Copy the entries exactly. Leave nothing out and add nothing.
(INPUT RECORDS Opens)
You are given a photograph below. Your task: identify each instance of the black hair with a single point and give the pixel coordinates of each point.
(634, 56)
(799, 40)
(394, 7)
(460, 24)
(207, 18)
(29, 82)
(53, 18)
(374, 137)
(INPUT RECORDS Closes)
_TASK OUTPUT_:
You are given a photograph below. Your task: identify each instance of the black hair with a single point and give the pixel coordinates of each point.
(634, 56)
(799, 40)
(394, 7)
(460, 24)
(207, 18)
(29, 82)
(53, 18)
(374, 137)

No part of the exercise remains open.